*Passage extrait*:
★ ★ ★

Quels sont vos classiques printaniers favoris? Depuis le début de la semaine, RDS revisite des moments marquants de l'histoire récente des séries éliminatoires de la LNH. Aujourd'hui, la qualification historique des Sénateurs d’Ottawa.

MONTRÉAL – C’était la nouvelle que tout le monde, secrètement, souhaitait entendre dans le vestiaire des Sénateurs d’Ottawa.

 

En public, bien sûr, les hommes de l’entraîneur-chef Jacques Martin affichaient une confiance qui était, disons-le, facilement justifiable. Depuis un mois, l’équipe n’avait perdu que trois de ses quinze matchs. Elle revenait tout juste de Detroit avec deux points durement gagnés. Il n’y avait pas de raison d’aborder le dernier rendez-vous du calendrier, sur lequel reposaient tous les espoirs d’une qualification pour les séries éliminatoires, autrement qu’avec le torse bombé.

 

Mais si Dominik Hasek, par un providentiel coup du sort, devait en plus s’absenter pour ce match sans lendemain, personne n’allait s’en plaindre. Et à la veille de cette soirée potentiellement historique pour les jeunes Sénateurs, c’était la rumeur qui circulait.

★ ★ ★

*Données extraites*:
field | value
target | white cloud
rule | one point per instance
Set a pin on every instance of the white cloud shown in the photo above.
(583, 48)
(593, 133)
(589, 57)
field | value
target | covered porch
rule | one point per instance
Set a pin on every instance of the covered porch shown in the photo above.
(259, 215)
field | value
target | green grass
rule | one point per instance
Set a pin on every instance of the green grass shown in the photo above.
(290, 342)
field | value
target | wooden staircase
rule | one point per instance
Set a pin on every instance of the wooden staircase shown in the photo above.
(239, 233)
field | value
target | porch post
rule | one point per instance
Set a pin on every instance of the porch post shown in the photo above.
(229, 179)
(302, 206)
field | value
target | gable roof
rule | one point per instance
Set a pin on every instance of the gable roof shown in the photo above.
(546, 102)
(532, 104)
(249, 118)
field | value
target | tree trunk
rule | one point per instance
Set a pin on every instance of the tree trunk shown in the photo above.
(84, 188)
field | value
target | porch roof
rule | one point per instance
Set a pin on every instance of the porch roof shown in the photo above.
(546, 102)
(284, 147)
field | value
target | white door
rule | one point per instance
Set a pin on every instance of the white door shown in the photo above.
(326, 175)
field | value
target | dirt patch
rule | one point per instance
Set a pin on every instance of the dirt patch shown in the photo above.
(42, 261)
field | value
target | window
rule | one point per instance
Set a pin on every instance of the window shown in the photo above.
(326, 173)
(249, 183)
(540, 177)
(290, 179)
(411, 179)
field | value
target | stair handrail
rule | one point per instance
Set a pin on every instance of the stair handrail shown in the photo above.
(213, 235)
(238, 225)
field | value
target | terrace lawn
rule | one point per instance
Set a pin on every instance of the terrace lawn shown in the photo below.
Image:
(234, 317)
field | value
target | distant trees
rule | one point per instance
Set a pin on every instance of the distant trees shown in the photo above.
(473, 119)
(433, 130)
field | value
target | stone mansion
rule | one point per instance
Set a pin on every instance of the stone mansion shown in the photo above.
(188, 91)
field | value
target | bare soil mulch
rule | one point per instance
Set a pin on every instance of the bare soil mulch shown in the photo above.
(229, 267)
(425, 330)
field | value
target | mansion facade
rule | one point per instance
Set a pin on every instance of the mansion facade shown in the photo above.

★ ★ ★

*Consignes de la tâche*: Indiquez combien de matchs les Sénateurs d'Ottawa avaient perdus au cours du mois précédent, selon le passage sur leur qualification historique.

*Résultat attendu*: Ils n'avaient perdu que trois de leurs quinze matchs.